=== TASK DETAILS ===
Only the first line of the listing and the lines after it, up to and including the one containing "point(1076, 578)", should be retyped exactly.

=== DATA FOR THE TASK ===
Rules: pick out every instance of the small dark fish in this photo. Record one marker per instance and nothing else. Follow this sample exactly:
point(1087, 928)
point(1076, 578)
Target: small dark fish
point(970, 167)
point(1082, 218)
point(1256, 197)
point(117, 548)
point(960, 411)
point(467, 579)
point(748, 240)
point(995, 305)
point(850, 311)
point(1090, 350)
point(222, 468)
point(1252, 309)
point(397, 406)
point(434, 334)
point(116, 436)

=== SOLUTION TO THIS TASK ===
Rules: pick out every instance of the small dark fish in this photo. Record one marker per instance and nothing else. Follow this sample exactly:
point(1087, 928)
point(1076, 578)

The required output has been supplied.